* _INSTRUCTIONS_
1. Reproduce the part of the forum thread that opens with the words containing "1620: Pilgrims learn" and closes with "blew over them.".
2. State whether each statement agrees with the forum thread, answering yes or no and quoting the deciding words: (a) Ocean Spray's headquarters is described as less than a mile from the Alden factory in Middleboro MA; (b) cultivation of the cranberry is said to have begun around 1620; (c) one post claims that several of Alden's best shoes are cranberry colored.

* _PAGE EXCERPT_
────────────────────

# A Most Tradly Fruit?



## bd79cc (Dec 20, 2006)

While using MapQuest today, I noticed that Ocean Spray Cranberries, Inc., the maker of Ocean Spray Cranberry Juice Cocktail and other tasty drinks, has its headquarters less than a mile away from the Alden factory in Middleboro MA. Does this proximity imbue Ocean Spray products with that Tradly Aura? I like to think so - I love cranberries, and OSCJC is one of my favorite drinks.


----------



## newz (Mar 1, 2008)

bd79cc said:


> While using MapQuest today, I noticed that Ocean Spray Cranberries, Inc., the maker of Ocean Spray Cranberry Juice Cocktail and other tasty drinks, has its headquarters less than a mile away from the Alden factory in Middleboro MA. Does this proximity imbue Ocean Spray products with that Tradly Aura? I like to think so - I love cranberries, and OSCJC is one of my favorite drinks.


That depends. Exactly how "tradly" are hip-waders? :icon_smile_big:

https://www.oceanspray.com/


----------



## videocrew (Jun 25, 2007)

newz said:


> That depends. Exactly how "tradly" are hip-waders? :icon_smile_big:










Very.

Some facts from the Cape Cod Cranberry Growers Association:

Of all fruits, only three - the blueberry, the Concord grape and the cranberry can trace their roots to North American soil.

1620: Pilgrims learn to use cranberries from the Native Americans

Cultivation of the cranberry began around 1816, shortly after Captain Henry Hall, of Dennis, Massachusetts, noticed that the wild cranberries in his bogs grew better when sand blew over them.

Some vines in Massachusetts are more than 150 years old.

All in all, rather a rather tradly fruit indeed...


----------



## dpihl (Oct 2, 2005)

Two problems with your premise. None of Alden's best shoes are cranberry colored. Very few Ocean Spray products are made from real cranberries anymore either. Check the label. Listed by percentage, High Fructose Corn Syrup, and then somewhere way down the list you see Cranberry Juice from concentrate.

Pure cranberry juice would be very tart, but more tradly nonetheless.
Perhaps cane sugar as a sweetener would be preferable to corn syrup.


----------



## The Gabba Goul (Feb 11, 2005)

uuuugh...seriously???

...well...

how tradly is it when it's mixed with vodka and shot into people's mouths with a supersoaker around the swimming pool???


----------



## bd79cc (Dec 20, 2006)

The Gabba Goul said:


> uuuugh...seriously???
> 
> ...well...

────────────────────

* _DATASET EXCERPTS_
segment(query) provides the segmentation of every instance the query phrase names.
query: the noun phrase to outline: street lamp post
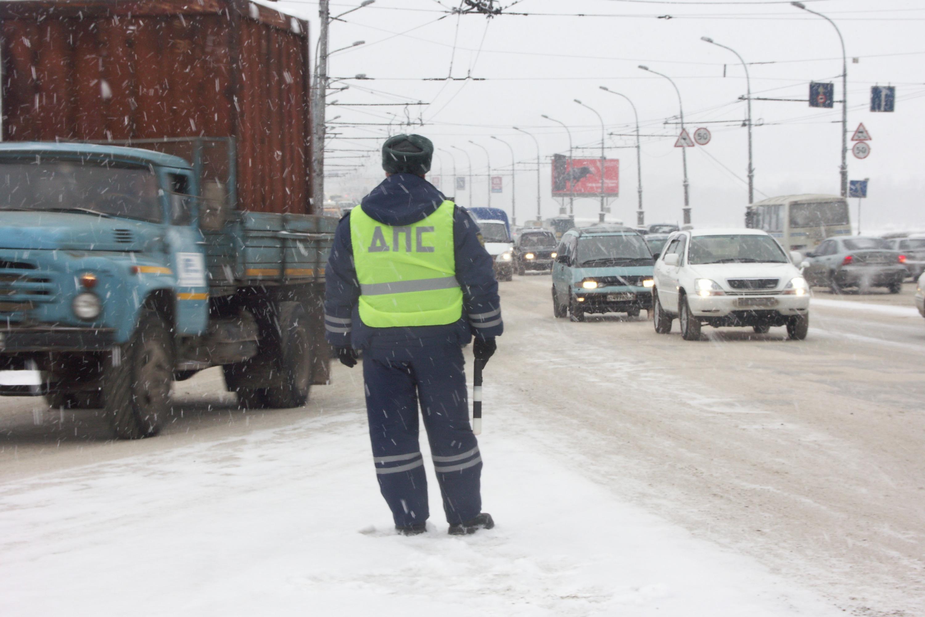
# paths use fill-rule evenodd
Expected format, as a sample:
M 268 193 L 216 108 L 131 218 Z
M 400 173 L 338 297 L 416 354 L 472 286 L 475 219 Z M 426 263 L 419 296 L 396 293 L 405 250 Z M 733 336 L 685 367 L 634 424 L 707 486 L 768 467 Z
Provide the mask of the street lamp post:
M 438 148 L 438 150 L 442 153 L 450 154 L 450 158 L 453 162 L 453 201 L 455 202 L 456 201 L 456 156 L 453 154 L 453 153 L 450 152 L 449 150 L 444 150 L 443 148 Z M 447 193 L 444 192 L 443 194 L 445 195 Z
M 533 142 L 536 144 L 536 222 L 540 222 L 543 220 L 543 213 L 540 211 L 539 207 L 539 167 L 540 167 L 539 142 L 536 141 L 536 138 L 534 137 L 533 133 L 529 133 L 524 130 L 523 129 L 518 129 L 517 127 L 512 127 L 512 129 L 514 130 L 519 130 L 524 135 L 529 135 L 530 139 L 533 140 Z
M 604 165 L 607 163 L 607 157 L 604 154 L 604 145 L 605 145 L 604 139 L 605 139 L 605 132 L 607 131 L 607 130 L 604 128 L 604 118 L 600 117 L 600 114 L 598 114 L 597 110 L 595 110 L 593 107 L 589 107 L 588 105 L 585 105 L 578 99 L 575 99 L 575 103 L 577 103 L 578 105 L 586 109 L 590 109 L 591 111 L 593 111 L 595 115 L 598 117 L 598 119 L 600 120 L 600 214 L 598 216 L 600 216 L 600 222 L 603 223 L 604 210 L 606 208 L 606 203 L 607 203 L 607 197 L 604 195 Z
M 796 8 L 802 8 L 807 13 L 818 15 L 832 24 L 838 33 L 838 40 L 842 43 L 842 197 L 848 196 L 848 56 L 845 53 L 845 38 L 842 31 L 838 29 L 835 22 L 811 8 L 807 8 L 802 2 L 791 2 Z
M 515 176 L 514 171 L 515 167 L 517 167 L 517 161 L 514 158 L 514 149 L 513 147 L 512 147 L 510 143 L 508 143 L 504 140 L 498 139 L 494 135 L 491 136 L 491 139 L 495 140 L 496 142 L 500 142 L 504 145 L 508 146 L 508 150 L 511 151 L 511 225 L 512 227 L 517 227 L 517 203 L 515 200 L 516 182 L 514 182 L 514 176 Z
M 469 143 L 473 144 L 474 146 L 478 146 L 479 148 L 484 150 L 485 160 L 488 162 L 488 181 L 487 182 L 487 184 L 488 185 L 488 207 L 490 208 L 491 207 L 491 157 L 488 155 L 488 149 L 486 148 L 484 145 L 475 143 L 472 140 L 469 140 Z
M 472 207 L 472 156 L 470 156 L 469 153 L 467 153 L 462 148 L 454 145 L 451 145 L 450 147 L 456 148 L 457 150 L 459 150 L 461 153 L 465 154 L 466 160 L 469 161 L 469 207 L 471 208 Z
M 633 107 L 633 116 L 635 117 L 636 120 L 636 195 L 639 198 L 638 209 L 636 210 L 636 225 L 642 227 L 646 224 L 646 215 L 642 209 L 642 146 L 639 144 L 639 114 L 636 113 L 635 105 L 633 105 L 633 101 L 630 101 L 630 97 L 626 96 L 626 94 L 621 94 L 620 93 L 609 90 L 607 86 L 600 86 L 600 89 L 611 94 L 623 96 L 630 104 L 630 106 Z
M 359 6 L 354 6 L 339 15 L 331 17 L 329 0 L 318 1 L 318 18 L 321 22 L 321 31 L 318 33 L 316 65 L 314 70 L 314 93 L 312 97 L 312 212 L 321 212 L 325 204 L 325 97 L 327 94 L 327 58 L 334 52 L 327 51 L 327 29 L 331 22 L 339 19 L 348 13 L 368 6 L 376 0 L 364 0 Z M 357 41 L 351 47 L 362 45 L 364 42 Z M 307 53 L 308 50 L 306 50 Z M 340 50 L 335 50 L 340 51 Z M 308 67 L 305 68 L 308 70 Z
M 748 124 L 748 203 L 755 203 L 755 167 L 752 167 L 752 155 L 751 155 L 751 78 L 748 76 L 748 65 L 746 61 L 739 56 L 739 53 L 733 49 L 732 47 L 727 47 L 726 45 L 720 44 L 709 36 L 701 36 L 701 41 L 706 41 L 707 43 L 712 43 L 717 47 L 722 47 L 723 49 L 728 49 L 732 53 L 735 54 L 735 57 L 739 59 L 742 63 L 742 68 L 746 70 L 746 97 L 748 103 L 748 117 L 746 120 Z
M 573 148 L 572 148 L 572 131 L 569 130 L 569 128 L 567 126 L 565 126 L 565 123 L 562 122 L 561 120 L 557 120 L 554 117 L 549 117 L 546 114 L 542 114 L 542 117 L 545 117 L 546 119 L 549 120 L 550 122 L 556 122 L 558 124 L 562 125 L 562 129 L 565 129 L 565 132 L 568 133 L 568 135 L 569 135 L 569 214 L 572 215 L 572 216 L 574 216 L 574 214 L 575 214 L 575 193 L 574 193 L 574 187 L 572 186 L 572 150 L 573 150 Z M 559 214 L 564 215 L 565 214 L 565 209 L 563 208 L 561 211 L 560 211 Z
M 644 65 L 639 65 L 639 68 L 643 70 L 648 70 L 650 73 L 654 73 L 659 77 L 663 77 L 674 87 L 674 92 L 678 94 L 678 107 L 681 109 L 681 132 L 684 132 L 686 129 L 684 128 L 684 105 L 681 102 L 681 91 L 678 90 L 678 86 L 674 83 L 674 80 L 663 73 L 652 70 L 648 67 Z M 684 168 L 684 225 L 690 225 L 691 222 L 691 208 L 690 208 L 690 185 L 687 183 L 687 148 L 681 148 L 681 161 Z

────────────────────

* _SOLUTIONS TO THE PROBLEMS_
1.
1620: Pilgrims learn to use cranberries from the Native Americans

Cultivation of the cranberry began around 1816, shortly after Captain Henry Hall, of Dennis, Massachusetts, noticed that the wild cranberries in his bogs grew better when sand blew over them.

2.
(a) Yes: "has its headquarters less than a mile away from the Alden factory in Middleboro MA."
(b) No: "Cultivation of the cranberry began around 1816."
(c) No: "None of Alden's best shoes are cranberry colored."